_Complete the following_:
#1 In the article on how the coronavirus outbreak might affect the tech world, which companies have barred their employees from traveling to China?
#2 Rewrite the paragraph beginning "Companies like Facebook, Microsoft, Apple" from the article on how the coronavirus outbreak might affect the tech world as a short bulleted list that keeps its main facts.

_Source extract_:
_____

Coronavirus outbreak: How the tech world might get impacted

Big tech companies like Facebook, Microsoft, Apple, LG and Razr have restricted their employees from travelling to China. Most of their big manufacturers are also based in the country

tech Updated: Jan 29, 2020 19:03 IST
HT Correspondent
HT Correspondent
Hindustan Times
Foxconn, which is one of the biggest manufacturers of iPhones in the world.
Foxconn, which is one of the biggest manufacturers of iPhones in the world.(REUTERS)

The Coronavirus outbreak in China has created a health emergency across the globe. Confirmed cases of the Coronavirus outbreak have been registered in various countries including the US,France, Germany, UAE and Australia. While the World Health Organisation has not classified the recent outbreak as a public health emergency yet, tech companies and even airlines, are taking precautionary measures to ensure that their employees and their customers don’t get infected with the virus that has already killed over 100 people and infected thousands.

Companies like Facebook, Microsoft, Apple, LG and Razr have restricted their employees from travelling to China. Additionally, Apple has shut down one of its retail stores in the country and has reduced the operating hours at its stores across Mainland China. Apple is also frequently deep-cleaning its stores and conducting temperature checks for employees as added precautionary measures.

Foxconn, which is one of the biggest manufacturers of iPhones, has asked its employees, who were Taiwan for the Chinese new year, not to return to the Wuhan facility. Wuhan is home to one of Apple’s biggest manufacturing hubs.

The scenario looks grim and one cannot help but wonder about the repercussions that lowered productions, shorter operating hours etc would have on the tech industry at large.

However, as expected, tech companies and their executives are being tight-lipped about the matter.

Foxconn, for instance, has said that it cannot comment on ‘specific production practices’. “As a matter of policy and for reasons of commercial sensitivity, we do not comment on our specific production practices,” the company said in a statement to The Verge. Even so, the possibility of the recent Coronavirus outbreak affecting the production timelines and sales margins cannot be discounted.

_____

_Supplied records_:
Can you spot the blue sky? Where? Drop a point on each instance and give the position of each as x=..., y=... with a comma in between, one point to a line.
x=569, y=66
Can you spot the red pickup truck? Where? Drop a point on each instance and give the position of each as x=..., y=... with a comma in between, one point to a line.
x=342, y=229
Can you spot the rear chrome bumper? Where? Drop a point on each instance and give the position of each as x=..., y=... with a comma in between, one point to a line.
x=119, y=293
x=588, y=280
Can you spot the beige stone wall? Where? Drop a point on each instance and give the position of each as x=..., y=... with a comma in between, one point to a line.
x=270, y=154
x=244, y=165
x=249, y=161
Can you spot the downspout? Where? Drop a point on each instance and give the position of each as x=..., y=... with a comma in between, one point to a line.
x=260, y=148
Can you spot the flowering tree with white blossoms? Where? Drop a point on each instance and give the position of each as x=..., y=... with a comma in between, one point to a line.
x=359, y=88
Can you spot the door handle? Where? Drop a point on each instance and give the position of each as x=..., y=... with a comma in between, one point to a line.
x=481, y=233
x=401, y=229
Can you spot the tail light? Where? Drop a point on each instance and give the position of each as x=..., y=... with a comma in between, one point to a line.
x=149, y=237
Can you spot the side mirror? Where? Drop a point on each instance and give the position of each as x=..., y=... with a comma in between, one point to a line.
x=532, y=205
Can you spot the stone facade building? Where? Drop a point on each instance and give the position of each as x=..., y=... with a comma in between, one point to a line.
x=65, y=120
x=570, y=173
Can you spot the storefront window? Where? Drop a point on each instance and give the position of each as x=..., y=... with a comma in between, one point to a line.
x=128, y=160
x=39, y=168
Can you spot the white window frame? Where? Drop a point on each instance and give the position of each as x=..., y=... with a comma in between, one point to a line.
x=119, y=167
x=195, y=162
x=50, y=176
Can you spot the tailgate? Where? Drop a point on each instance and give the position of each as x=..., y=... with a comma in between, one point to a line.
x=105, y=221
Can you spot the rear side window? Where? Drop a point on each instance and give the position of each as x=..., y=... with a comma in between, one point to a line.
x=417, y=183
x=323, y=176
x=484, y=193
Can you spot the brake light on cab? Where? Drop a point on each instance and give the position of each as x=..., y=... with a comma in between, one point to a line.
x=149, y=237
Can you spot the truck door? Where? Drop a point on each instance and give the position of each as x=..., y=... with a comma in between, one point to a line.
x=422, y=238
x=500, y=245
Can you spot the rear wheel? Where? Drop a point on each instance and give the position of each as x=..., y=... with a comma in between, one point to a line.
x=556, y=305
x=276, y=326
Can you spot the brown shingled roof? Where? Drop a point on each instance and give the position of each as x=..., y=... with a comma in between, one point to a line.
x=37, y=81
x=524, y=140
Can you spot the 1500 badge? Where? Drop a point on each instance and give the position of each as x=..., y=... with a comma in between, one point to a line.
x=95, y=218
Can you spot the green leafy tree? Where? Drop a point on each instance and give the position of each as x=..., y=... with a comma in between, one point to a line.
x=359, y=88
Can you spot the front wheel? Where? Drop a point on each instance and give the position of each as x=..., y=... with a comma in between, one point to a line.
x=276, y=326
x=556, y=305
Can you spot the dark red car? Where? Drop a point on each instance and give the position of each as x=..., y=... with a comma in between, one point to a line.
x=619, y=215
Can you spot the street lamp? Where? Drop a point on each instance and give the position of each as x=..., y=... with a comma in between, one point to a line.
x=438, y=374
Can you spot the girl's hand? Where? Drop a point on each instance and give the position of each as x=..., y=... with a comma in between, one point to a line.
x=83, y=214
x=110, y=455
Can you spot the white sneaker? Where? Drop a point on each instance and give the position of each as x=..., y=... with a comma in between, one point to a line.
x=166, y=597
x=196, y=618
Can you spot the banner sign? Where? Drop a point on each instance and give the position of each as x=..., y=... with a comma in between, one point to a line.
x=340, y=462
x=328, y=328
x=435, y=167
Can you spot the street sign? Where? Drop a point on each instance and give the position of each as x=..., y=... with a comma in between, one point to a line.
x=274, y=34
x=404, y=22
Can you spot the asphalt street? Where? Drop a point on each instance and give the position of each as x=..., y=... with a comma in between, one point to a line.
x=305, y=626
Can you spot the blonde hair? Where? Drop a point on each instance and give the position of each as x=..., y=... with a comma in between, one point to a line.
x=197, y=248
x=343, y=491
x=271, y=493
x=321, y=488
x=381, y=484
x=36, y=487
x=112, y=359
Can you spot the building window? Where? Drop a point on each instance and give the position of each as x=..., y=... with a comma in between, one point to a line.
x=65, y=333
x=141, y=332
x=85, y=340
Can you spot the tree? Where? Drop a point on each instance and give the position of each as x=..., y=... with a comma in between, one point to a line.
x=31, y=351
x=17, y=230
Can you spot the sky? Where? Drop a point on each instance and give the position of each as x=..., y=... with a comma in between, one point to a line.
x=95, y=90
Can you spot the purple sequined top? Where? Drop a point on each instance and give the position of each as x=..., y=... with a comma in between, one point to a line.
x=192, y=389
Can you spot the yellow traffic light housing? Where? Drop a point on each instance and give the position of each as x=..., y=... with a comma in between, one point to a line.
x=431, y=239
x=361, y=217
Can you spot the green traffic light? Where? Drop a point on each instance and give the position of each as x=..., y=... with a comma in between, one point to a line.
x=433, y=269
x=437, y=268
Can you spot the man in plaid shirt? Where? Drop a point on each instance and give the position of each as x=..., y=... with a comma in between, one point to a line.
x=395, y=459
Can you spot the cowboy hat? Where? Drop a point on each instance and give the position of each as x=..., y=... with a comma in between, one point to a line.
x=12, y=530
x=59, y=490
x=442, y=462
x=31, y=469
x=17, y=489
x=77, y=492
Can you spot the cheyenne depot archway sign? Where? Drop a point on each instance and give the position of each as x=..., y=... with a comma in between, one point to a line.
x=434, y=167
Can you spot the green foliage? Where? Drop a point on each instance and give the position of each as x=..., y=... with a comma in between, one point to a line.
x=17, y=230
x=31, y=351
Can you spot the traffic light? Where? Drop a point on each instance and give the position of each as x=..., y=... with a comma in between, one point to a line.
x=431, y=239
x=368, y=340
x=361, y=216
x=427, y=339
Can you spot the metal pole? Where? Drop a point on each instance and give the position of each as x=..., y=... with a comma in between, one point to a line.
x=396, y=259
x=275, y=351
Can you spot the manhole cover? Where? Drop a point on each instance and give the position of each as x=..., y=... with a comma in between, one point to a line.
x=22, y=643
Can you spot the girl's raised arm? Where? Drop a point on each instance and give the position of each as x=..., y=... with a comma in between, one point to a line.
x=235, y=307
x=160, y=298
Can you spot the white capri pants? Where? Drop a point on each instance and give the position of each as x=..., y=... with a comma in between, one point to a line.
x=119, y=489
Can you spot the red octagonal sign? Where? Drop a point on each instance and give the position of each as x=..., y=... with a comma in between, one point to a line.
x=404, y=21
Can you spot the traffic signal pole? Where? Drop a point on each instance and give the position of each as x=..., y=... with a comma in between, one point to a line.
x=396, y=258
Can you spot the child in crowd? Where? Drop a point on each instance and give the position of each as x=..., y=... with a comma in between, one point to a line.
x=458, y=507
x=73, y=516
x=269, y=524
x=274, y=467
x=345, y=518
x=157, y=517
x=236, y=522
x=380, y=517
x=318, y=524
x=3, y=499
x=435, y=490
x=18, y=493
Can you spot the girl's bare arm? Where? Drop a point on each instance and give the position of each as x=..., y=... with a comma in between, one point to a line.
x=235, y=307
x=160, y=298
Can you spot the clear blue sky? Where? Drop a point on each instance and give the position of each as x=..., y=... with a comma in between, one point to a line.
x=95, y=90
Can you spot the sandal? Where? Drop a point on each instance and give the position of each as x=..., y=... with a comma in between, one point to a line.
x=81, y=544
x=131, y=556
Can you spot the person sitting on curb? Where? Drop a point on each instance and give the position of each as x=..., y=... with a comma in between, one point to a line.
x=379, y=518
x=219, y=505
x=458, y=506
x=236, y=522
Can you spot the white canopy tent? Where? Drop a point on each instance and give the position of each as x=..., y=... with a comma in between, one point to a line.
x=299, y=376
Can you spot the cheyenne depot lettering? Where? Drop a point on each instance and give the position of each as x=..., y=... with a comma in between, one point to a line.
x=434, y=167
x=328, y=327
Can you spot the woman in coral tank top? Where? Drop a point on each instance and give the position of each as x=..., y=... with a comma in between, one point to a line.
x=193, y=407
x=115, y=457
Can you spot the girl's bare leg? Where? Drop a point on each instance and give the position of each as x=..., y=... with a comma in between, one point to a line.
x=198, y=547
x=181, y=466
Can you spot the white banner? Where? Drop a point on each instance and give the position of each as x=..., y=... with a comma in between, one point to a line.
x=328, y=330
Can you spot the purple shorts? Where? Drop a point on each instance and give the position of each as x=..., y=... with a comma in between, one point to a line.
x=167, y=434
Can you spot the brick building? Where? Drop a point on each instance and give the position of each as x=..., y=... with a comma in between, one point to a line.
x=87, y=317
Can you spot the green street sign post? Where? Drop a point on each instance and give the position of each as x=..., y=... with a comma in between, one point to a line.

_____

_Answers below_:
#1 Facebook, Microsoft, Apple, LG and Razr.

#2
- Facebook, Microsoft, Apple, LG and Razr have restricted employee travel to China.
- Apple has shut down one of its retail stores in China.
- Apple has reduced operating hours at its stores across Mainland China.
- Apple is frequently deep-cleaning its stores and conducting temperature checks for employees.